SOURCE DOCUMENT »
The Big Programming Thread - Page 808

Prev 1 806 807 808 809 810 1031 Next

Thread Rules
1. This is not a "do my homework for me" thread. If you have specific questions, ask, but don't post an assignment or homework problem and expect an exact solution.
2. No recruiting for your cockamamie projects (you won't replace facebook with 3 dudes you found on the internet and $20)
3. If you can't articulate why a language is bad, don't start slinging shit about it. Just remember that nothing is worse than making CSS IE6 compatible.
4. Use [code] tags to format code blocks.

Blisse

Canada3710 Posts

December 02 2016 01:10 GMT

#16141

Google interview today. 5 interviews. I bombed the 3rd one so badly. Communication problems but it was a counting math problem that I had no clue about. The 45 minutes was awful lol. Other questions were much more straightforward. Ran out of time on 1 of them but did well I think on the others, so who knows... Probably didn't get an offer but at least interesting to try (again).

Deleted User 3420

24492 Posts

December 02 2016 01:16 GMT

#16142

I am really curious can you tell more of what the questions were / what type of position it was? That sounds intense.

phar

United States1080 Posts

December 02 2016 04:42 GMT

#16143

Blisse - welp can't be as bad as my first round of interviews at Google, wherein I literally bombed a bucket sort question. Also don't sweat a single bad interview, it's not always enough to sink a packet. Plus you never know if that interviewer was one of the newer/uncalibrated interviewers, in which case HC may just not care as much about their interview. So it could work out. Or not, who knows.

Travis - read this: http://steve-yegge.blogspot.com/2008/03/get-that-job-at-google.html

tofucake

Hyrule19031 Posts

December 02 2016 13:39 GMT

#16144

that guy doesn't work at google though :|

Ilikestarcraft

Korea (South)17726 Posts

December 02 2016 15:59 GMT

#16145

I'm pretty sure Steve Yegge is still working at google and he was definitely working at google when he wrote his guide.

Deleted User 3420

24492 Posts

December 02 2016 16:34 GMT

#16146

I scored a 64 / 70 on my last exam. yay!

I did miss one question though and I want your opinions on it.

The question was about bucket sort.

It specified "Given a range greater than N and uniform distribution", what is the big O complexity for average case and worst case.

Average case I put O(n), which is correct.
Worst case, I know is typically O(n^2) for bucket sort.

However, we never really went over this term "uniform distribution". At least not in detail, and it was never stressed. I assumed that meant that it meant that the elements were distributed equally among the buckets. But apparently it's a statistics term and that's not what it means, it just means that the probability for distribution within the range was equal.

So, during the test, I went back to this question and stared at it for like 5 minutes. I was like "uniform distribution.. uniform distribution...". And finally I put O(n) based on my assumption.

Today in class the professor pretty much threw out a disclaimer about this question. So, I assume lots of people got it wrong. He explained what uniform distribution means. But he isn't going to give points to people who put O(n). It seems unfair. Should I say something to him about it?

Acrofales

Spain17971 Posts

December 02 2016 17:12 GMT

#16147

On December 03 2016 01:34 travis wrote:
I scored a 64 / 70 on my last exam. yay!

I did miss one question though and I want your opinions on it.

The question was about bucket sort.

It specified "Given a range greater than N and uniform distribution", what is the big O complexity for average case and worst case.

Average case I put O(n), which is correct.

TASK 1 » Can you set down the passage of the programming thread starting with "December 02 2016 16:34" and going on through "for bucket sort.", word for word?
TASK 2 » Which lines of the rows contain the string "parking"? Return each of those lines.

(Image object location entries)
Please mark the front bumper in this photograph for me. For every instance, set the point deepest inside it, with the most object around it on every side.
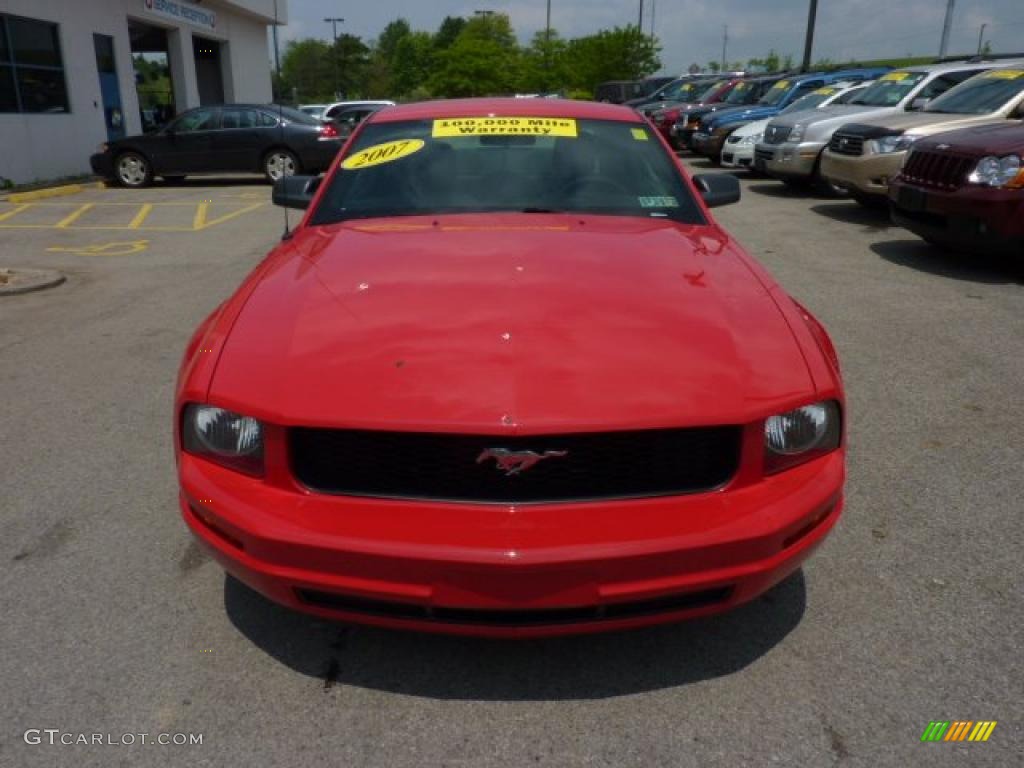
(971, 218)
(863, 174)
(512, 570)
(738, 155)
(709, 144)
(102, 164)
(788, 160)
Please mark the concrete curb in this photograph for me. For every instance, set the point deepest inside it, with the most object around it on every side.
(27, 281)
(51, 192)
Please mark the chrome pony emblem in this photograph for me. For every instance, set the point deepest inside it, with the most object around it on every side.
(514, 462)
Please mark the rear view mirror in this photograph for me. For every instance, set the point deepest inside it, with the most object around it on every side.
(295, 192)
(718, 188)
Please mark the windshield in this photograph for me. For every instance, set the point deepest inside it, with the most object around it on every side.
(811, 100)
(743, 93)
(890, 89)
(711, 91)
(776, 93)
(529, 165)
(981, 94)
(293, 115)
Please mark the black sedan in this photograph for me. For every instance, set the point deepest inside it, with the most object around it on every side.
(252, 138)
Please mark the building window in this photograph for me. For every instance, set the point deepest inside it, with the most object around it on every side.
(32, 77)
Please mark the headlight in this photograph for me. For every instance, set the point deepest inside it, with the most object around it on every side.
(889, 144)
(225, 437)
(798, 436)
(993, 171)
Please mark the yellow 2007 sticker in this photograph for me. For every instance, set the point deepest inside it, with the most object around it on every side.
(502, 126)
(380, 154)
(1004, 74)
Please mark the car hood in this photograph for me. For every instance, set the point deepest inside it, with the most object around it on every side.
(725, 117)
(994, 138)
(926, 123)
(751, 129)
(497, 324)
(833, 117)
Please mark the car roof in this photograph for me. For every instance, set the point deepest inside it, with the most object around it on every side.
(474, 108)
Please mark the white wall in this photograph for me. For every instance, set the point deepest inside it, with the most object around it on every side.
(47, 146)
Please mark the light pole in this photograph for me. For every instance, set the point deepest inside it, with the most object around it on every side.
(334, 22)
(946, 27)
(809, 40)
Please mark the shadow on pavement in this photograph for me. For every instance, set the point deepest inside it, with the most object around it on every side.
(919, 255)
(558, 669)
(875, 219)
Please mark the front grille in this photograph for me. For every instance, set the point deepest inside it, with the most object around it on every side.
(938, 169)
(847, 143)
(513, 617)
(776, 134)
(452, 467)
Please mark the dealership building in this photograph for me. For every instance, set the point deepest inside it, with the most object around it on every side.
(77, 73)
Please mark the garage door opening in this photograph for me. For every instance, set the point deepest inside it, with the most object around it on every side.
(208, 73)
(153, 74)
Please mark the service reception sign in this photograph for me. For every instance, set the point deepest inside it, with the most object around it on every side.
(181, 11)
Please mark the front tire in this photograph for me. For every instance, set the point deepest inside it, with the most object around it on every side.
(280, 163)
(132, 170)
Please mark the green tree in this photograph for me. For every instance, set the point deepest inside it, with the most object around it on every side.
(414, 56)
(307, 71)
(621, 53)
(449, 32)
(484, 59)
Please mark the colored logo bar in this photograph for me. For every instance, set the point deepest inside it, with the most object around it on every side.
(958, 730)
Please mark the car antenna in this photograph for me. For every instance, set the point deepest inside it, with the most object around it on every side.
(281, 117)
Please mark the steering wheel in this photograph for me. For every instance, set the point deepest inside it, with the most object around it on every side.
(595, 182)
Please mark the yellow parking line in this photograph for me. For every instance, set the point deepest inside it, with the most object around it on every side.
(228, 216)
(140, 216)
(200, 221)
(71, 219)
(15, 211)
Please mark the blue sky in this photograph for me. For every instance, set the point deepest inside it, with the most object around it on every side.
(691, 30)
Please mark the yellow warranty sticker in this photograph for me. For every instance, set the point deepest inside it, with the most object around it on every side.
(1004, 74)
(380, 154)
(502, 126)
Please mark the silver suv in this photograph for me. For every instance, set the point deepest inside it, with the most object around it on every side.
(792, 146)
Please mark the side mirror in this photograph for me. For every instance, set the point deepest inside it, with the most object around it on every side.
(295, 192)
(718, 188)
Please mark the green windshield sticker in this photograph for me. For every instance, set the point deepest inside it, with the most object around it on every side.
(657, 202)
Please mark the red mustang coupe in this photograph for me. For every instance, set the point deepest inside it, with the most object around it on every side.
(508, 377)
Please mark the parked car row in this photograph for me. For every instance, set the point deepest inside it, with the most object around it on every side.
(941, 144)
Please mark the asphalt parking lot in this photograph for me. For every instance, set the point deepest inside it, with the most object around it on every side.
(115, 623)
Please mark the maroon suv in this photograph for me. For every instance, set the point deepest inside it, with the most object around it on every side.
(965, 189)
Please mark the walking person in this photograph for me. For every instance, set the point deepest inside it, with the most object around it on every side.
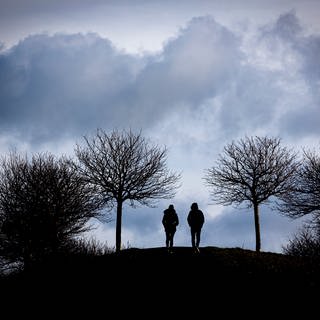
(170, 221)
(195, 221)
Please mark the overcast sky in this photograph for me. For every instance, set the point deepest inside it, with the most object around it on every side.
(193, 75)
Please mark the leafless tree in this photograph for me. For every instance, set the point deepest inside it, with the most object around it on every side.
(126, 168)
(251, 170)
(303, 198)
(44, 203)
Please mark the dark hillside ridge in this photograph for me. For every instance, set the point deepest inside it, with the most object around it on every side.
(147, 268)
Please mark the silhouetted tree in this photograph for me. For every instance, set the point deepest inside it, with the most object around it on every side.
(252, 170)
(44, 203)
(306, 243)
(303, 198)
(125, 167)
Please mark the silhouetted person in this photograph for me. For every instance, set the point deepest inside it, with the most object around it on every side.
(170, 221)
(195, 221)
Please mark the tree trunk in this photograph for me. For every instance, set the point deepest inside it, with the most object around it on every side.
(257, 226)
(118, 226)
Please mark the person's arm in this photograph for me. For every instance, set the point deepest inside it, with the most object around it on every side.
(189, 219)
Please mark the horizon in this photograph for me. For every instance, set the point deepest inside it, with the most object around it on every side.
(193, 76)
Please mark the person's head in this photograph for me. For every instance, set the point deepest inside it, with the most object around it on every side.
(194, 206)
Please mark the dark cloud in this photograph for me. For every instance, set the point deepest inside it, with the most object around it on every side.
(202, 90)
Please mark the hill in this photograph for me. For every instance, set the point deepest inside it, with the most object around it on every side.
(217, 267)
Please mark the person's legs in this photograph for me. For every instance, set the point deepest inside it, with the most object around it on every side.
(198, 238)
(167, 239)
(193, 235)
(171, 239)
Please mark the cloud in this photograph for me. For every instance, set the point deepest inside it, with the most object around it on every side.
(53, 86)
(206, 87)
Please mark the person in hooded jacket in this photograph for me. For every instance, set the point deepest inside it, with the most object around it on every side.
(170, 221)
(195, 221)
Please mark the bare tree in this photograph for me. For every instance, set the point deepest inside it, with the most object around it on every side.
(251, 170)
(44, 203)
(303, 198)
(126, 168)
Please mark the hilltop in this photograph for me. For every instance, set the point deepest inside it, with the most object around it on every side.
(219, 267)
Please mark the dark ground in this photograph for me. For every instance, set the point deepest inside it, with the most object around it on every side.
(214, 276)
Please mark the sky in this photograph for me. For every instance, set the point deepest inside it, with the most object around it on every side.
(192, 75)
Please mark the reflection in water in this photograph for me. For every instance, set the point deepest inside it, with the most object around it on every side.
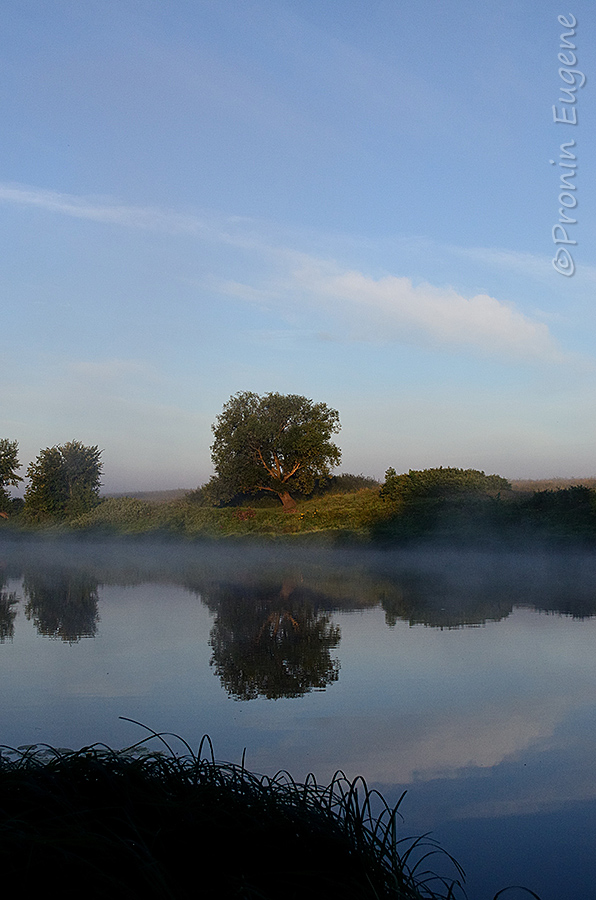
(62, 602)
(271, 642)
(479, 724)
(8, 612)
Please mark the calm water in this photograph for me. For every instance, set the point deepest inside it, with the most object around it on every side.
(468, 679)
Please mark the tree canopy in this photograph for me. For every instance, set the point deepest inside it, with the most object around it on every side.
(64, 480)
(9, 463)
(275, 442)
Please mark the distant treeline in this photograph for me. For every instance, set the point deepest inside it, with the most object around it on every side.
(444, 503)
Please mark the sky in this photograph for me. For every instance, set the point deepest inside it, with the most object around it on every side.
(351, 200)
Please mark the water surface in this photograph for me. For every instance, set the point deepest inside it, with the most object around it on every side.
(467, 679)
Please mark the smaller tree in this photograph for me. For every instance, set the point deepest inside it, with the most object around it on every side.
(64, 481)
(9, 463)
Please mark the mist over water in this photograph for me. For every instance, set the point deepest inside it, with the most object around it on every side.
(466, 677)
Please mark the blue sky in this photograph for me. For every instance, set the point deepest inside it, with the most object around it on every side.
(344, 199)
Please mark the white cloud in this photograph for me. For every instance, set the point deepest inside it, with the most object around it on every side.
(394, 309)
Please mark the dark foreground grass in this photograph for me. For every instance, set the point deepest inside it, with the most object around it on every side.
(134, 823)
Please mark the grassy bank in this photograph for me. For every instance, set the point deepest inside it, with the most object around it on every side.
(362, 516)
(138, 824)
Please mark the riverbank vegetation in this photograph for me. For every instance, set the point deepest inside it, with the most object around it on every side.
(461, 505)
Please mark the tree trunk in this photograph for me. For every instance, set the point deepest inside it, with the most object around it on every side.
(288, 502)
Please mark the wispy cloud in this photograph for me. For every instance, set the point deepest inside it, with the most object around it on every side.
(391, 308)
(98, 210)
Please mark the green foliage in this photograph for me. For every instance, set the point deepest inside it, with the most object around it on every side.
(64, 481)
(277, 442)
(9, 463)
(440, 483)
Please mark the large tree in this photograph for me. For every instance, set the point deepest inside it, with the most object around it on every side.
(64, 480)
(9, 463)
(277, 442)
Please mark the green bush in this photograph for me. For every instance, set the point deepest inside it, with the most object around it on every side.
(440, 483)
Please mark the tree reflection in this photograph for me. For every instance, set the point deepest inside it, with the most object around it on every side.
(62, 603)
(271, 641)
(8, 612)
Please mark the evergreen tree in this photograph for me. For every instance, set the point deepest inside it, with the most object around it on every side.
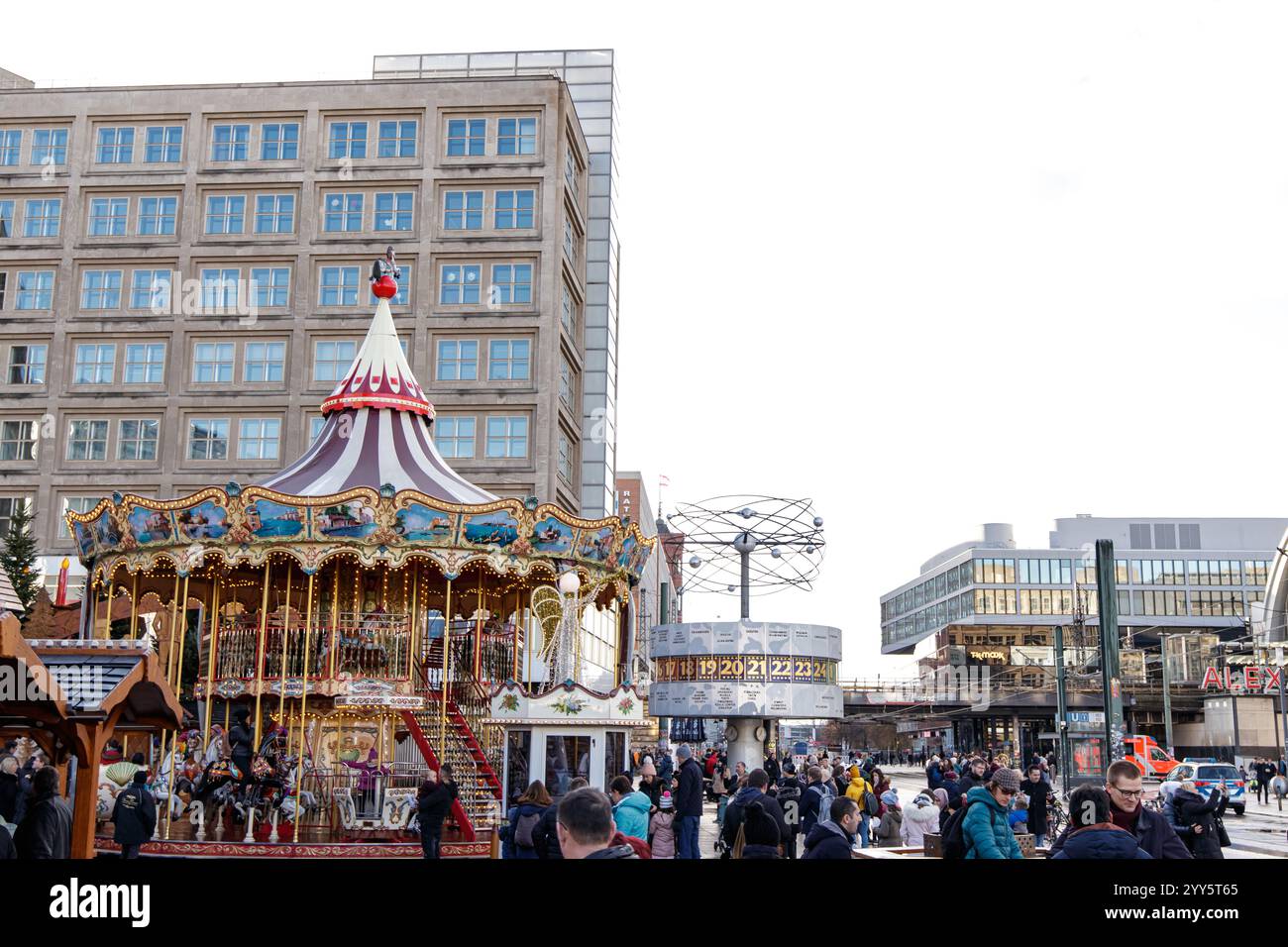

CORRECT RESULT 1 »
December 02 2016 16:34 GMT

#16146

I scored a 64 / 70 on my last exam. yay!

I did miss one question though and I want your opinions on it.

The question was about bucket sort.

It specified "Given a range greater than N and uniform distribution", what is the big O complexity for average case and worst case.

Average case I put O(n), which is correct.
Worst case, I know is typically O(n^2) for bucket sort.

CORRECT RESULT 2 »
Please mark the yellow parking line in this photograph for me. For every instance, set the point deepest inside it, with the most object around it on every side.
Please mark the asphalt parking lot in this photograph for me. For every instance, set the point deepest inside it, with the most object around it on every side.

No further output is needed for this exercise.